Page excerpt:
*** Block opens ***

Groupon is getting into the point-of-sale app business, and to do so, it has acquired the point-of-sale app maker, Breadcrumb.
According to a story from Fierce Mobile Content, it’s part of Groupon’s plan to join the market currently dominated by point-of-sale facilitator Square. In addition to its iOS apps, Square makes and sells a small credit card reader that plugs into the headphone jacks of mobile devices, allowing them to become mini cash registers. Already, Square is doing boatloads of business, processing $15 billion in transactions a year, the company reported in April.
So it makes sense that other companies want to follow the trial that Square is basically blazing in the mobile sphere. PayPal already has a rival service called PayPal Here, complete with its own credit card scanner. Also, Groupon is developing an on-site payment service, according to reports. Rumor has it, the daily deal company has been testing the system in San Francisco.
Breadcrumb, the company Groupon just acquired, specializes in point-of-sale transactions in the hospitality sector. As Fierce explains, the app turns each iOS device on a given network into a terminal that allows employees of a business to take payments, input orders, close tabs and send tickets to other terminals. It also can integrate with cash drawers and syncs data in real time through the cloud to keep all the terminals in a given business up to date. The whole service costs $99 per month, but the Breadcrumb app is free. The financial details of the sale to Groupon weren’t disclosed.
It seems those rumors of Groupon looking to get into Square’s territory were accurate, though, and it makes a lot of sense. About 30 percent of transactions through Groupon, which sells group coupons to local businesses, are completed through mobile devices. Groupon also works to build partnerships with merchants, so it seems likely that the company will leverage the foundation of its existing coupon services to go with the point-of-sale service to provide users with things like loyalty discounts that merchants might not be able to provide through Square or PayPal.
Reports say that Groupon’s prices for facilitating transactions are also a little different from the competition. Supposedly, Groupon is charging a transaction fee of 1.8 percent of the total amount of a transaction, plus a 15-cent fee for each transaction made. That may actually give it a leg-up on Square, which charges a flat rate of 2.75 percent on each payment, but doesn’t have a per-transaction fee. Overall, merchants whose transactions are higher stand to save with Groupon, but we’ll have to wait and see what other details emerge about its rumored service, and whether it’ll be able to stand against the already-established Square and burgeoning PayPal.

*** Block closes ***

Recorded information:
*** Block opens ***

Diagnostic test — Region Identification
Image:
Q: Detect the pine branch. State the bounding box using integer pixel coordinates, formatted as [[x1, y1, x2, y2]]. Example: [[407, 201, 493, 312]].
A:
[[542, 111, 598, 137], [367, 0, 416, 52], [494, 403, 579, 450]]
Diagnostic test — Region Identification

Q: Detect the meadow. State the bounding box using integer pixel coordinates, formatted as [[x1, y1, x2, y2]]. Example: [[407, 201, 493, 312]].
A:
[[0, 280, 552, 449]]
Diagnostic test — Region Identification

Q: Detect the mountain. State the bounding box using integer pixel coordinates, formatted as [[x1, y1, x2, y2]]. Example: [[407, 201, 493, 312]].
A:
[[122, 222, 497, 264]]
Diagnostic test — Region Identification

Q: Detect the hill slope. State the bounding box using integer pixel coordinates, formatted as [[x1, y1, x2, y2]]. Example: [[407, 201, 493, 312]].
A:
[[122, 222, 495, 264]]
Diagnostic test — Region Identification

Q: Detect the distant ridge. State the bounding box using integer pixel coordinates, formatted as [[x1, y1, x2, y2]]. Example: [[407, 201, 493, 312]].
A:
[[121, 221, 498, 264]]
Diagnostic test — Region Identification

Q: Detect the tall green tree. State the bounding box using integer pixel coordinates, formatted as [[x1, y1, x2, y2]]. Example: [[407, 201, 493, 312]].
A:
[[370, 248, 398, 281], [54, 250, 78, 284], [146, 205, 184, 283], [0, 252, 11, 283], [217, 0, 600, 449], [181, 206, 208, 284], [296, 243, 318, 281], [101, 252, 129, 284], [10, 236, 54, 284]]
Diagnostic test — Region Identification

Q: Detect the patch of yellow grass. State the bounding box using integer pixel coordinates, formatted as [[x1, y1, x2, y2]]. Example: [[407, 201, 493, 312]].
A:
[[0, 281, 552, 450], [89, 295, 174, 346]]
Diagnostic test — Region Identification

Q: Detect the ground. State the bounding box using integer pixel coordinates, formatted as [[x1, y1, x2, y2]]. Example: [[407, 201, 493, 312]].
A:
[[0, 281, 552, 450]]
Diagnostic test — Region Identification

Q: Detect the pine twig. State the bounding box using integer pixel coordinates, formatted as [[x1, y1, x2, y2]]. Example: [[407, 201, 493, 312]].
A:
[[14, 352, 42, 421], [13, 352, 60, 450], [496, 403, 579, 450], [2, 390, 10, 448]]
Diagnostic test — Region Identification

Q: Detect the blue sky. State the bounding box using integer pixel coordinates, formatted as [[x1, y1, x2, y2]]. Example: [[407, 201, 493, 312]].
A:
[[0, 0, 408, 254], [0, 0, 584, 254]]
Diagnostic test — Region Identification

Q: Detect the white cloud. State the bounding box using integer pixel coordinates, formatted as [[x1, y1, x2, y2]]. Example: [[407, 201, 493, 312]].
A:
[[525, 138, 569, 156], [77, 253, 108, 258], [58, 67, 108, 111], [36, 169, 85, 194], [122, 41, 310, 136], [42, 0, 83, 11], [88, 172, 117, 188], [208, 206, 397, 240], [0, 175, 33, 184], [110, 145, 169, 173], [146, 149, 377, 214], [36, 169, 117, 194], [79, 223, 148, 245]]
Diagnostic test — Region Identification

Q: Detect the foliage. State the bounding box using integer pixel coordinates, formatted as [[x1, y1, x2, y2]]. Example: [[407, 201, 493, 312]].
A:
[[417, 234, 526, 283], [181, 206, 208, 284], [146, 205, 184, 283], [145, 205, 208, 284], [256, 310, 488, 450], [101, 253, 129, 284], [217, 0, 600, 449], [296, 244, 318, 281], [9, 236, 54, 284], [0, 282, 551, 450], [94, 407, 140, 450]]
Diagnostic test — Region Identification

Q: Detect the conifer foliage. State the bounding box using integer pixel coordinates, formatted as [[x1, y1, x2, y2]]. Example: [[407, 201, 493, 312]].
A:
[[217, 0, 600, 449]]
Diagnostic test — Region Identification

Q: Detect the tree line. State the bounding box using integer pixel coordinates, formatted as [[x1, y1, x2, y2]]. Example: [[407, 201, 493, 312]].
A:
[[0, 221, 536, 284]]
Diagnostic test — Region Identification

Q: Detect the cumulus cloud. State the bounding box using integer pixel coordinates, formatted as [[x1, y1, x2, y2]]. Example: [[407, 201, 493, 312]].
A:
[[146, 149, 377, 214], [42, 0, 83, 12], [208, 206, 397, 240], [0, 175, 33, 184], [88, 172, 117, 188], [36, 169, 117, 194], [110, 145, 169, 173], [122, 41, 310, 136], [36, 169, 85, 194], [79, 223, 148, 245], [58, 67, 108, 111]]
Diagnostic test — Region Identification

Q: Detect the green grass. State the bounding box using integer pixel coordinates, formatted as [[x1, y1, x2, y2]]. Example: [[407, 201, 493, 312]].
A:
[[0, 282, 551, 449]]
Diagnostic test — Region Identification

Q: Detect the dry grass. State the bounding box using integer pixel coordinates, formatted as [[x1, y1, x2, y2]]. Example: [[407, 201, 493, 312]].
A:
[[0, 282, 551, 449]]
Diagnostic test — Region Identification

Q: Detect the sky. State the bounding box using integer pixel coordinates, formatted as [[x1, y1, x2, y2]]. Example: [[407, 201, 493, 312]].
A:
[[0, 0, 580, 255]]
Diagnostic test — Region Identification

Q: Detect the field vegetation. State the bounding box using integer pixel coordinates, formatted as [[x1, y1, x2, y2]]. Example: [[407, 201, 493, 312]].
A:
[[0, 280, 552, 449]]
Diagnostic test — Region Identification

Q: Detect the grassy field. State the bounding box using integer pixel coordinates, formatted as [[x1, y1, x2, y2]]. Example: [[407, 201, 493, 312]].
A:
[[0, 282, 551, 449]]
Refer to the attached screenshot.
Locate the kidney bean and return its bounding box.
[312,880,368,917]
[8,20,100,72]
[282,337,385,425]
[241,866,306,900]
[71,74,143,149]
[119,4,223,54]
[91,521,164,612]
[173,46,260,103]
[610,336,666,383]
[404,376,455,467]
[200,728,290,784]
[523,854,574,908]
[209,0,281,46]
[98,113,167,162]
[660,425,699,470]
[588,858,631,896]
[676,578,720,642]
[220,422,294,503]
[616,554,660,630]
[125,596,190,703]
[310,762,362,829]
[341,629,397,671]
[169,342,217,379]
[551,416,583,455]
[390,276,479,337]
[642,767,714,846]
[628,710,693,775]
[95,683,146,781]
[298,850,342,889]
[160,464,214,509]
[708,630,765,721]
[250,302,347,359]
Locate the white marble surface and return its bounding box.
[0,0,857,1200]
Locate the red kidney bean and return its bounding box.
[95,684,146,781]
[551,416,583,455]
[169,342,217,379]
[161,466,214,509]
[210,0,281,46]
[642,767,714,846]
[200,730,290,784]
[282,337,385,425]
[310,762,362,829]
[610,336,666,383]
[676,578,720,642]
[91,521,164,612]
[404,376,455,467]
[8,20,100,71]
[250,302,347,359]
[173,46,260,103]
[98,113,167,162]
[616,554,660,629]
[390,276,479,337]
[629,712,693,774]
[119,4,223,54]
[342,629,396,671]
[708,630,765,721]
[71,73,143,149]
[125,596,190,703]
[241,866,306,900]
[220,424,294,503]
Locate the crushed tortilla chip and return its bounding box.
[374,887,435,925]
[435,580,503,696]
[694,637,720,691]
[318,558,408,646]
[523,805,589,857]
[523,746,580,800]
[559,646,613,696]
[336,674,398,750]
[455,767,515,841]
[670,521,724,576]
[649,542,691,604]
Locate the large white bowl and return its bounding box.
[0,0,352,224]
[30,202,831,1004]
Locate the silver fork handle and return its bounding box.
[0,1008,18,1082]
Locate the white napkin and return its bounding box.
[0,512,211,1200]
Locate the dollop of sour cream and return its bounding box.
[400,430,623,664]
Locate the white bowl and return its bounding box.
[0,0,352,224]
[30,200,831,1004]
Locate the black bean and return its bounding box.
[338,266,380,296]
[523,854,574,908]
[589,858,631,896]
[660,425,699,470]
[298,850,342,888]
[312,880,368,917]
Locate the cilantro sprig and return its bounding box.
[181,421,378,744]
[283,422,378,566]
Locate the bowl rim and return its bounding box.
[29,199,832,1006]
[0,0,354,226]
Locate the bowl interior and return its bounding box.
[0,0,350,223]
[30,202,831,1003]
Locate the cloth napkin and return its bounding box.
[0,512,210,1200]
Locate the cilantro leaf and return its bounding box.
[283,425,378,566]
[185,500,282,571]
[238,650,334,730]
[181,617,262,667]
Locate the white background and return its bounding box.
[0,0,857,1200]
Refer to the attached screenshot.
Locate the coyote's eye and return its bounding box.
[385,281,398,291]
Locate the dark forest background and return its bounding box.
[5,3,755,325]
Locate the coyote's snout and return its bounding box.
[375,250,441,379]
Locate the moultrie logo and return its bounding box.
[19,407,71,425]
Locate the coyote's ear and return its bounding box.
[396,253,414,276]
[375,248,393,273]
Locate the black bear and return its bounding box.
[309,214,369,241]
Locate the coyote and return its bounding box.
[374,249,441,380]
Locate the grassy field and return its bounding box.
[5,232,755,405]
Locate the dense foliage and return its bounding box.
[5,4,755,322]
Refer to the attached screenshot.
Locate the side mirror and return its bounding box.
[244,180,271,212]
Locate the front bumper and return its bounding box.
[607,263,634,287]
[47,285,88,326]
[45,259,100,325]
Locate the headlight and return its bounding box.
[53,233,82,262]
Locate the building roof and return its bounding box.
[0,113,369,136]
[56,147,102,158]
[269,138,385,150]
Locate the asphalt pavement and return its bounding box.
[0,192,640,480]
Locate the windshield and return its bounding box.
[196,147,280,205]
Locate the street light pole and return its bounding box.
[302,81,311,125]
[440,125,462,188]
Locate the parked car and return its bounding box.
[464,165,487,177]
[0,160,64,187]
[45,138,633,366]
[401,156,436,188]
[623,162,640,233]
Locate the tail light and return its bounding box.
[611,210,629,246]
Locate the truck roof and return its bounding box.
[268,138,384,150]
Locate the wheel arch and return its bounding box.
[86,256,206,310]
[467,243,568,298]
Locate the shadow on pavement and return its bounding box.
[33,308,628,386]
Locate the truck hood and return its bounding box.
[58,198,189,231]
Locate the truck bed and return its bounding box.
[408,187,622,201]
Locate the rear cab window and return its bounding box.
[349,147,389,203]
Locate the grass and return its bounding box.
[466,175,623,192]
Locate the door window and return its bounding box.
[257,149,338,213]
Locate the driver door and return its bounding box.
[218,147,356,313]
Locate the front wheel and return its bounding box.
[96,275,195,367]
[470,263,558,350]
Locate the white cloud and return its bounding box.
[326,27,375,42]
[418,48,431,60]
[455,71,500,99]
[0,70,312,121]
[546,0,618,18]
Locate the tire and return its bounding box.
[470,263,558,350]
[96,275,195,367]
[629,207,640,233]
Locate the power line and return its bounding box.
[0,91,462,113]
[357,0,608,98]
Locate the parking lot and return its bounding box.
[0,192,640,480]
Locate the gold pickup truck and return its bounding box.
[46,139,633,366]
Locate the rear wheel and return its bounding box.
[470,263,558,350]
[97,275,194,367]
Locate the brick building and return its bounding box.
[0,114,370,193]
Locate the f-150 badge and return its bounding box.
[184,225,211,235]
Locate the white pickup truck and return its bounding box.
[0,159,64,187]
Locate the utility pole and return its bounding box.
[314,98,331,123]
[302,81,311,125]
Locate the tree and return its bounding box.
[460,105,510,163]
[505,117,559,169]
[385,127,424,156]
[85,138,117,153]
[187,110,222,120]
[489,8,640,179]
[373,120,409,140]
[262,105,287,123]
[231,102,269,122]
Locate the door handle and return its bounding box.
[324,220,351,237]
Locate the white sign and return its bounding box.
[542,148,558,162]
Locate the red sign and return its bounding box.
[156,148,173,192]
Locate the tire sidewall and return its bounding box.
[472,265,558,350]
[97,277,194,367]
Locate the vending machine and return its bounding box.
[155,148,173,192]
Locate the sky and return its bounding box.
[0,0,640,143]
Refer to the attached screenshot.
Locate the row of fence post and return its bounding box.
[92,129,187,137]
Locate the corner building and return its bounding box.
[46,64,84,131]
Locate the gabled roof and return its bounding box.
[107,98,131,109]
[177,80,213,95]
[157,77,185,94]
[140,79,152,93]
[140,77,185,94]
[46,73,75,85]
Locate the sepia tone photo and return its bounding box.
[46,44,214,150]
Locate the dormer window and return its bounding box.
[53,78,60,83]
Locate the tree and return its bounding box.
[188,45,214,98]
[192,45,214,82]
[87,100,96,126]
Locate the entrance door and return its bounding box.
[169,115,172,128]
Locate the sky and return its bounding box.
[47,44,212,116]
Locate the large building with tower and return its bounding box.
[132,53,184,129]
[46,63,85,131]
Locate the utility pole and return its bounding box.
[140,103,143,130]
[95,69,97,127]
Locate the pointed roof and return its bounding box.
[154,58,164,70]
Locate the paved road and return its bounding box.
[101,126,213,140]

*** Block closes ***

Task item: Reproduce word for word the stretch of the Groupon article from "According to a" through "in San Francisco.".

Response for this exercise:
According to a story from Fierce Mobile Content, it’s part of Groupon’s plan to join the market currently dominated by point-of-sale facilitator Square. In addition to its iOS apps, Square makes and sells a small credit card reader that plugs into the headphone jacks of mobile devices, allowing them to become mini cash registers. Already, Square is doing boatloads of business, processing $15 billion in transactions a year, the company reported in April.
So it makes sense that other companies want to follow the trial that Square is basically blazing in the mobile sphere. PayPal already has a rival service called PayPal Here, complete with its own credit card scanner. Also, Groupon is developing an on-site payment service, according to reports. Rumor has it, the daily deal company has been testing the system in San Francisco.